# Extracted records
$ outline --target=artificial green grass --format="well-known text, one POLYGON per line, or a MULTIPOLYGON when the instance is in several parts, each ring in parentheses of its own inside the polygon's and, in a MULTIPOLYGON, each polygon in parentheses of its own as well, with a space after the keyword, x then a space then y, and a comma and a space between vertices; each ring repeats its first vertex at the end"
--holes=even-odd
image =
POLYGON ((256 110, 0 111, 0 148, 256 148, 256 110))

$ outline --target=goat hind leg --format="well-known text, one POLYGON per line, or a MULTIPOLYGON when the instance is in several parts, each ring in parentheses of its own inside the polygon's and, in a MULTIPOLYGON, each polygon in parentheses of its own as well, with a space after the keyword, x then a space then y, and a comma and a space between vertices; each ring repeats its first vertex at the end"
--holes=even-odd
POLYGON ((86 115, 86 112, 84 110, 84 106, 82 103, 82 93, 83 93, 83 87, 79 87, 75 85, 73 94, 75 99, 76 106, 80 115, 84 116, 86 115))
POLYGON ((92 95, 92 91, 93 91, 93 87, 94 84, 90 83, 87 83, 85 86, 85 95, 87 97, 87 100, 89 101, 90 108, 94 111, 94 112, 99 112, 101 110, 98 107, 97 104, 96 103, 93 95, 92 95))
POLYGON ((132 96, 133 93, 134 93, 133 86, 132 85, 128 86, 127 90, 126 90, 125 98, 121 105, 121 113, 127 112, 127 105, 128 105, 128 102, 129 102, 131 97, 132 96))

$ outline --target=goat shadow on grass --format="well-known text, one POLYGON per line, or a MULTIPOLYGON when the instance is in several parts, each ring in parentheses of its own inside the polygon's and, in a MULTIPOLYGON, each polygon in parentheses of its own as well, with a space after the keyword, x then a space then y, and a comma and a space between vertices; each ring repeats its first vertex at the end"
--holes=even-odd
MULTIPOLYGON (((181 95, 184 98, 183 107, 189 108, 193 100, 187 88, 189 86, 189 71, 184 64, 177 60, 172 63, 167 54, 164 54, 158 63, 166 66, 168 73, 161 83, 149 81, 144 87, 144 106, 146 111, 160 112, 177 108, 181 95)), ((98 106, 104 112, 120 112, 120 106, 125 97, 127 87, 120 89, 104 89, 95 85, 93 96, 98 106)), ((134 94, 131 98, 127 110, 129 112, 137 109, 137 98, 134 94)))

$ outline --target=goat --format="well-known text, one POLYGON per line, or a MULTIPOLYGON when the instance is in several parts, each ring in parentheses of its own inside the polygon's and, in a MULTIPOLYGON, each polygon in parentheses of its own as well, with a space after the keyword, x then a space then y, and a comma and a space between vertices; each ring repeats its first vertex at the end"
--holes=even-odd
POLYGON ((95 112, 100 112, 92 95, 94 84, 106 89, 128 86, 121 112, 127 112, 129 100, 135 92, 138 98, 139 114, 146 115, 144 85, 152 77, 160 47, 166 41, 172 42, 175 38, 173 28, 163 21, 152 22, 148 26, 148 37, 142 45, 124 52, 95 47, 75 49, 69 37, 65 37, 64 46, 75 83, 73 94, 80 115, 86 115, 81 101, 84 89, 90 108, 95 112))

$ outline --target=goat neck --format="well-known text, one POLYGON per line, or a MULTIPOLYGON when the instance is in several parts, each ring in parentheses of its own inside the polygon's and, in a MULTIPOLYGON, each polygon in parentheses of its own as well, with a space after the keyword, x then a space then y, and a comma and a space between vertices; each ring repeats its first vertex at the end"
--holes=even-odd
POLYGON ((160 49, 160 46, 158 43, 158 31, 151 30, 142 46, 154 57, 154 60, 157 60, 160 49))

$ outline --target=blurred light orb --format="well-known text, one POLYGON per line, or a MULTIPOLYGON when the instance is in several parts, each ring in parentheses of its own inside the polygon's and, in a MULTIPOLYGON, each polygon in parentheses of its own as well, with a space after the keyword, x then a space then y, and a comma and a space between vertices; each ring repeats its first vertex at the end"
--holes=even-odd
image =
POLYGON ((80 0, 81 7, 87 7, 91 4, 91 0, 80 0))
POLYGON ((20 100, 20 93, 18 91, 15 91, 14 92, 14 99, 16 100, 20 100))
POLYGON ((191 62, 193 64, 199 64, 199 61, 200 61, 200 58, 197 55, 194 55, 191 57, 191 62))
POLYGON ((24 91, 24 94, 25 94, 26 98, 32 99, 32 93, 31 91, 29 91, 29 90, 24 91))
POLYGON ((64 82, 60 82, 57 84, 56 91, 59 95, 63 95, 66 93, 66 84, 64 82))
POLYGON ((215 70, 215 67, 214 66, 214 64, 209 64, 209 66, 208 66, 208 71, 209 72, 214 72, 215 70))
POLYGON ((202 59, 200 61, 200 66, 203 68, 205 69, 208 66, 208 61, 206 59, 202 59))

# What you should do
Retype the whole listing above line for line, changing nothing.

# Solution for this task
$ outline --target=artificial green grass --format="well-known text, one POLYGON per line, or a MULTIPOLYGON when the instance is in several parts, each ring in parentheses of its own inside the polygon's and, in a MULTIPOLYGON, each polygon in parentheses of its own as well, with a space after the keyword, x then a space then y, and a comma and a space between vertices; each ring repeats its first vertex at the end"
--holes=even-odd
image =
POLYGON ((256 110, 0 111, 0 148, 256 148, 256 110))

$ outline --target=goat hind leg --format="well-known text, one POLYGON per line, or a MULTIPOLYGON when the instance is in several parts, each ring in parentheses of its own inside the polygon's and, in a MULTIPOLYGON, each polygon in parentheses of its own as well, with a space after the keyword, x then a space then y, and a comma and a space between vertices; each ring repeats its first vertex at the end"
--holes=even-odd
POLYGON ((86 115, 86 112, 84 110, 84 106, 82 103, 82 93, 83 93, 83 87, 79 87, 75 85, 73 94, 75 99, 76 106, 80 115, 84 116, 86 115))
POLYGON ((92 95, 92 91, 93 91, 93 87, 94 84, 90 83, 87 83, 85 86, 85 95, 87 97, 87 100, 89 101, 90 108, 94 111, 94 112, 99 112, 101 110, 98 107, 97 104, 96 103, 93 95, 92 95))
POLYGON ((132 96, 133 93, 134 93, 133 86, 132 85, 128 86, 127 90, 126 90, 125 98, 121 105, 121 113, 127 112, 127 105, 128 105, 128 102, 129 102, 131 97, 132 96))

$ outline --target=goat shadow on grass --format="well-known text, one POLYGON per line, or a MULTIPOLYGON when the instance is in several parts, each ring in parentheses of its own inside the polygon's and, in a MULTIPOLYGON, each polygon in parentheses of its own as well, with a space after the keyword, x then a space then y, and a comma and a space between vertices; each ring repeats its first vertex at the end"
--holes=even-odd
MULTIPOLYGON (((181 95, 184 98, 183 107, 189 108, 193 100, 187 88, 189 86, 189 71, 184 64, 177 60, 172 63, 167 54, 164 54, 158 63, 166 66, 168 73, 161 83, 149 81, 144 87, 144 106, 146 111, 160 112, 177 108, 181 95)), ((98 106, 104 112, 120 112, 120 106, 125 97, 127 87, 120 89, 104 89, 95 85, 93 96, 98 106)), ((134 94, 131 98, 127 110, 129 112, 137 109, 137 98, 134 94)))

$ outline --target=goat --format="well-known text, one POLYGON per line, or a MULTIPOLYGON when the instance is in several parts, each ring in parentheses of its own inside the polygon's and, in a MULTIPOLYGON, each polygon in parentheses of its own as well, with a space after the keyword, x then a space then y, and a comma and a space between vertices; each ring repeats its first vertex at the end"
--holes=even-odd
POLYGON ((95 112, 100 112, 92 95, 94 84, 106 89, 128 86, 121 112, 127 112, 129 100, 135 92, 138 98, 139 114, 146 115, 144 85, 152 77, 160 47, 166 41, 172 42, 175 38, 173 28, 163 21, 152 22, 148 26, 148 37, 142 45, 124 52, 95 47, 75 49, 69 37, 65 37, 64 46, 75 83, 73 94, 80 115, 86 115, 81 101, 84 89, 90 108, 95 112))

$ outline --target=goat neck --format="well-known text, one POLYGON per line, or a MULTIPOLYGON when the instance is in several parts, each ring in parentheses of its own inside the polygon's and, in a MULTIPOLYGON, each polygon in parentheses of its own as well, with a space after the keyword, x then a space then y, and a comma and a space between vertices; each ring repeats its first vertex at the end"
--holes=even-odd
POLYGON ((160 49, 160 46, 158 43, 158 31, 151 30, 142 46, 154 57, 154 60, 157 60, 160 49))

$ outline --target=blurred light orb --format="well-known text, one POLYGON per line, or a MULTIPOLYGON when the instance is in several parts, each ring in parentheses of its own inside the polygon's and, in a MULTIPOLYGON, each polygon in parentheses of its own as well, with a space after the keyword, x then a space then y, and a comma and a space between vertices; each ring repeats its first vertex at the end"
--holes=even-odd
image =
POLYGON ((80 0, 81 7, 87 7, 91 4, 91 0, 80 0))
POLYGON ((20 100, 20 93, 18 91, 15 91, 14 92, 14 99, 16 100, 20 100))
POLYGON ((191 62, 193 64, 199 64, 199 61, 200 61, 200 58, 197 55, 194 55, 191 57, 191 62))
POLYGON ((24 91, 24 94, 25 94, 26 98, 32 99, 32 93, 31 91, 29 91, 29 90, 24 91))
POLYGON ((64 82, 60 82, 57 84, 56 91, 59 95, 63 95, 66 93, 66 84, 64 82))
POLYGON ((215 70, 215 67, 214 66, 214 64, 209 64, 209 66, 208 66, 208 71, 209 72, 214 72, 215 70))
POLYGON ((202 59, 200 61, 200 66, 203 68, 205 69, 208 66, 208 61, 206 59, 202 59))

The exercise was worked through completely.